=== Reading text ===
Now, for the first time, some Democrats are wondering whether there could be a cost to pillorying the president.

“Biden has a thin line,” the outside adviser to Biden said. “As much as I dislike Trump and think what a bad job he’s doing, there’s a danger now that attacking him can backfire on you if you get too far out there. I don’t think the public wants to hear criticism of Trump right now.”

Then there’s the issue of Biden being denied one of his political strengths. Biden thrives on personal connection; the pandemic has robbed him of the ability to meet with actual people. In a recent interview with CNN, he recalled the pain of missing human contact. He can’t even be close to his deceased son Beau’s kids.

“Every day, they walk over through the woods and through a neighborhood, and they sit out in the backyard, and we sit in the porch. And I bribe them with ice cream. But we talk about the day, and we hang out,” Biden told Jake Tapper on Tuesday. “But I'm not able to go down and hug them and kiss them, which I usually do. I'm just following the instructions that — and anybody who walks into the house from the Secret Service on, they're wearing masks and gloves.”

"There are other Democrats who think all of the hand-wringing over Biden’s bizarre situation and the complexities and political downside of creating a virtual campaign are overblown."

His campaign is thinking a lot about how to foster the human connection he thrives on under the new rules of social distancing.

“We’re thinking through what does a virtual campaign look like, and how do we ensure that Biden is able to have that one-on-one connection that he is able to form with voters when he's out in the real world,” said Bedingfield. “How do we create that online? We're experimenting with a lot of different formats on that front.”

Next up, launching on Monday, is a regular podcast that Biden will host with a one-on-one conversation format.

Biden stumbled to victory with a nearly broke campaign. The string of Tuesday night primary wins — with all the accompanying news coverage — created a surge of new donations. But then the pandemic pushed the campaign aside and the economy came crashing down. Those twin developments have many Democrats concerned that Biden’s fundraising has dramatically stalled.

The Biden campaign acknowledged it was a serious concern.
=== Dataset content ===
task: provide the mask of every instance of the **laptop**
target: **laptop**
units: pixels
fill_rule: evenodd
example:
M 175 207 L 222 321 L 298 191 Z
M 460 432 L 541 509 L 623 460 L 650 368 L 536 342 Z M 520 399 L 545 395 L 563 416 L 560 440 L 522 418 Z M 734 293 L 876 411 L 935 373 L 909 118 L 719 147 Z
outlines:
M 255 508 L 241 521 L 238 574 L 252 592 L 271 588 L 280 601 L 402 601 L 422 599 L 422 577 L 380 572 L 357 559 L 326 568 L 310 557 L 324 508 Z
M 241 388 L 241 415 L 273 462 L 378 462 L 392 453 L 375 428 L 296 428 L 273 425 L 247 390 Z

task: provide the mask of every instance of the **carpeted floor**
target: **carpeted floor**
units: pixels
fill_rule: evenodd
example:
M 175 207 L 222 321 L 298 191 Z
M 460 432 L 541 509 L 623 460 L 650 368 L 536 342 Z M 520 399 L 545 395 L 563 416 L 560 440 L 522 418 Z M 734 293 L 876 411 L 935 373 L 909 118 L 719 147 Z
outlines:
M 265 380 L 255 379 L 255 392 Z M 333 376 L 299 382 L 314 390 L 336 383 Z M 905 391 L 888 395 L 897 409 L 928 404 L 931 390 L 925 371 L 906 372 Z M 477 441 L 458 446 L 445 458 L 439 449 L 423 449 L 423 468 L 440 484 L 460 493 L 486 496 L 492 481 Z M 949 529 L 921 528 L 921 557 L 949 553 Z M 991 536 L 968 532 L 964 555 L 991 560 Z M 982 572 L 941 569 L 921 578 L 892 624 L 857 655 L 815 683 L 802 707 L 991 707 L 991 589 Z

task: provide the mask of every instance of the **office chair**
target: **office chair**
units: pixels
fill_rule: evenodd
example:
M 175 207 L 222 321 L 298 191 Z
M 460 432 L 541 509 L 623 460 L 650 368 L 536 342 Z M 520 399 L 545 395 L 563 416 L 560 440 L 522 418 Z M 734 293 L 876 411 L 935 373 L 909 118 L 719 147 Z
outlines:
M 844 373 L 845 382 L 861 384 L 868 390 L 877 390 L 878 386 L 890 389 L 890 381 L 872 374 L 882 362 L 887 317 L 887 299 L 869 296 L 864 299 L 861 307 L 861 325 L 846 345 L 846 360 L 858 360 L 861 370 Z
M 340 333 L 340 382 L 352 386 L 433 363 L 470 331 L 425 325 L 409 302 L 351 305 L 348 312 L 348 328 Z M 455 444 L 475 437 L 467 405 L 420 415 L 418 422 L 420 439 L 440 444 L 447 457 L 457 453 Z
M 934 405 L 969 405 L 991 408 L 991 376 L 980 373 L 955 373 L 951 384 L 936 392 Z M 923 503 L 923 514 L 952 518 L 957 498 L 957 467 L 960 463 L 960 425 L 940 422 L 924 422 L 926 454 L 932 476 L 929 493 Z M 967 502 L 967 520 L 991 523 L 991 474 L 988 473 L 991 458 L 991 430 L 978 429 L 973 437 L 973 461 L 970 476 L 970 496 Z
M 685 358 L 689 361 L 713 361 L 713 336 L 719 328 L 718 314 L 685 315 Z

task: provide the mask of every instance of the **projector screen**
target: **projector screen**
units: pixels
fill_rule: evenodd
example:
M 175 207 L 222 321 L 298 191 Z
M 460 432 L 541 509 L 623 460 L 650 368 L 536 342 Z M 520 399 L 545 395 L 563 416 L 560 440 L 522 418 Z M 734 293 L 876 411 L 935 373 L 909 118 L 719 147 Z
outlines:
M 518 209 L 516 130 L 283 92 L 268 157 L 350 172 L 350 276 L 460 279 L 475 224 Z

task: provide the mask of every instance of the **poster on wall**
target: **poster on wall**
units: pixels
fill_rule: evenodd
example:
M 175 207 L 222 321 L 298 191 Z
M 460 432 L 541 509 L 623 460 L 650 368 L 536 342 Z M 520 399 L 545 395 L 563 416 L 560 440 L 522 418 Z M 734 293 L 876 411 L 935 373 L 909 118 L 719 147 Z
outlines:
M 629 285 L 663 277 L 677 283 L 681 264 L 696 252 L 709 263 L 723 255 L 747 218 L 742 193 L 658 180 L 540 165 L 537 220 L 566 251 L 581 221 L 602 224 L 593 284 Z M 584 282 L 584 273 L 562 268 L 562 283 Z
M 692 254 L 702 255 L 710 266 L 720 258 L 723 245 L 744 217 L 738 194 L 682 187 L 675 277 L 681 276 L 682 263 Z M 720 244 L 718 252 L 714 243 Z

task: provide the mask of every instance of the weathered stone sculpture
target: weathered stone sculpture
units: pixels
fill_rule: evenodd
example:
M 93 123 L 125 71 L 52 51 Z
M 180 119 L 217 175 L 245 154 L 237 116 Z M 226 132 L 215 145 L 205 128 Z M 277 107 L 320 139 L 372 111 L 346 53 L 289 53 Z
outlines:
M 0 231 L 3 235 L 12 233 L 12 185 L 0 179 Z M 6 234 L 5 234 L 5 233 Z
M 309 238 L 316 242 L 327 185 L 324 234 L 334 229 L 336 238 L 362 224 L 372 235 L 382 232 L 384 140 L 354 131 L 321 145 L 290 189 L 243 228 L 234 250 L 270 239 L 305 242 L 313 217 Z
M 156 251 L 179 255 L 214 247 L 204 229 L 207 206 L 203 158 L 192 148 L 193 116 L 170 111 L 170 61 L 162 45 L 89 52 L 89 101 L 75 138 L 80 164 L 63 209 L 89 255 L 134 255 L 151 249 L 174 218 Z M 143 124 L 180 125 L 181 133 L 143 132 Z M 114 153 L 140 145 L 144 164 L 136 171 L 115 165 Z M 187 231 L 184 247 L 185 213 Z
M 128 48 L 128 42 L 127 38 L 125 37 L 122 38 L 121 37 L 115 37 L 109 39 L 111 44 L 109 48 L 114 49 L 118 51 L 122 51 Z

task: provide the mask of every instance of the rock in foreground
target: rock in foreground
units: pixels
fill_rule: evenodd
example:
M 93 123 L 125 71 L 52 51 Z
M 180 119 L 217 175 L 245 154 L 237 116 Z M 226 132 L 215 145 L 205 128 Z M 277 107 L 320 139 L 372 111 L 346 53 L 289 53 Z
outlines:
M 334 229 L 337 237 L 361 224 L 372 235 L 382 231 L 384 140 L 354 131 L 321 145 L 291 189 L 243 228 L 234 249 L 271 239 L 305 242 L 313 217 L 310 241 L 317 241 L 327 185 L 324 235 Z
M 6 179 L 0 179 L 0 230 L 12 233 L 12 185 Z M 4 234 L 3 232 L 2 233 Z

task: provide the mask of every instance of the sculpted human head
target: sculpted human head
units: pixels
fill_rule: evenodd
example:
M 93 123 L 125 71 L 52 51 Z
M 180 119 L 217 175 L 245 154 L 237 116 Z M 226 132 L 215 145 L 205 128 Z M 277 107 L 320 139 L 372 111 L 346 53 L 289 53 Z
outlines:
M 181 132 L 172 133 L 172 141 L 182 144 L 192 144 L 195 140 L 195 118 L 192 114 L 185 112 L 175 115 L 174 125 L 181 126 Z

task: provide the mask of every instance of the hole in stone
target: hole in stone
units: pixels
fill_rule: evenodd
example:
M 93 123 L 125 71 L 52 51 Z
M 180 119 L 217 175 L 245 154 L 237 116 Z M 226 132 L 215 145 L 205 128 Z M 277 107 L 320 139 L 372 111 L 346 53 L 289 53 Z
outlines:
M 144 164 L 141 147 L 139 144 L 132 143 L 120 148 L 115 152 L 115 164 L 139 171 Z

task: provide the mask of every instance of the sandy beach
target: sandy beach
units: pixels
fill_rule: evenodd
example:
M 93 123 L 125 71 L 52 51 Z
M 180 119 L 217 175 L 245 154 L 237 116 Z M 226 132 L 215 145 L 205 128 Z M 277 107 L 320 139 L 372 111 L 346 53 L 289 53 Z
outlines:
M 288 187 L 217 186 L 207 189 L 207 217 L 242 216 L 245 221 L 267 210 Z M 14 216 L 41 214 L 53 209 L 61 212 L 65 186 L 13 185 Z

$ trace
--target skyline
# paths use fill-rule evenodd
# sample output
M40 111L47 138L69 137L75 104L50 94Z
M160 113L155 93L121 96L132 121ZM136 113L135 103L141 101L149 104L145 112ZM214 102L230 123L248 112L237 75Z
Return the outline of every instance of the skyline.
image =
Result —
===
→ **Activity A**:
In the article on Biden's campaign, what launches on Monday?
→ **Activity B**:
Duplicate everything in the article on Biden's campaign from "Next up, launching" down to "a serious concern.".
→ **Activity C**:
Pick up the article on Biden's campaign after its final sentence and carry it forward.

→ **Exercise answer A**:
A regular podcast that Biden will host, using a one-on-one conversation format.

→ **Exercise answer B**:
Next up, launching on Monday, is a regular podcast that Biden will host with a one-on-one conversation format.

Biden stumbled to victory with a nearly broke campaign. The string of Tuesday night primary wins — with all the accompanying news coverage — created a surge of new donations. But then the pandemic pushed the campaign aside and the economy came crashing down. Those twin developments have many Democrats concerned that Biden’s fundraising has dramatically stalled.

The Biden campaign acknowledged it was a serious concern.

→ **Exercise answer C**:
“We are preparing for and thinking through how we execute the campaign knowing that it's very possible that fundraising across the board, and not just for our campaign, it's just gonna be leaner than it might have been a few months ago,” said a Biden adviser. “And I think that's the reality that all campaigns are facing.” (On the flip side, major expenses like candidate travel and events have disappeared.)

But there are other Democrats who think all of the hand-wringing over Biden’s bizarre situation and the complexities and political downside of creating a virtual campaign are overblown. In their view, he can defeat Trump in a general election the same way he has almost won the Democratic nomination: just by being there.

“In the long run, it will work out for them,” said one prominent Democrat. “I don’t relish talking about this in political terms, but global leaders are moving up 25 points in the midst of this crisis. The prime minister of Italy has a 75 percent approval rating. In France, [President Emmanuel] Macron has moved above 50 percent. As you remember George Bush was at 90 percent after 9/11.”

The point, of course, was that Trump has not seen the traditional ratings surge that presidents nearly always receive in the midst of a national crisis.

“He actually did things that made this much worse or didn’t do things that made it worse,” the Democrat said, “and it’s all on video.”

But Dunn was frank about how uncertain the politics of the pandemic now are. “Anyone who tells you, ‘Oh, yes, I've been through this before!’” she said, “I want to know when and where.”